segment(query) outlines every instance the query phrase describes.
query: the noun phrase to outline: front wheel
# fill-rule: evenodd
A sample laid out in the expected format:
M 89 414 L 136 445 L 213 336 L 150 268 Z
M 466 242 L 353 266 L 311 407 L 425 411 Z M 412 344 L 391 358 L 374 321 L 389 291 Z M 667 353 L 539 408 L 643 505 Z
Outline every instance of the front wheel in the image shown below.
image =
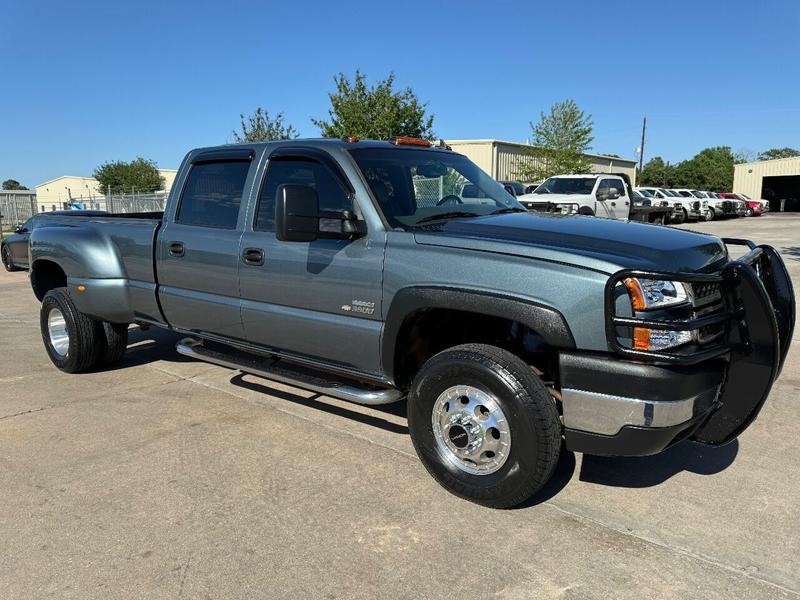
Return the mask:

◆ ◆ ◆ ◆ ◆ ◆ ◆

WHAT YOU HAVE TO DO
Reproduce all of the data above word for word, but leave the picture out of your answer.

EXERCISE SOLUTION
segment(query) outlines every instance the query phrase describes.
query: the noun phrase to outline: front wheel
# fill-rule: evenodd
A sample laid out in the expected format:
M 89 414 L 136 445 L 213 336 L 150 268 Z
M 466 242 L 353 266 L 311 407 L 425 411 Z M 412 344 L 391 358 L 374 321 L 389 291 Z M 667 353 L 539 408 L 643 505 Z
Outline every instance of the front wheel in the image shown below.
image =
Return the mask:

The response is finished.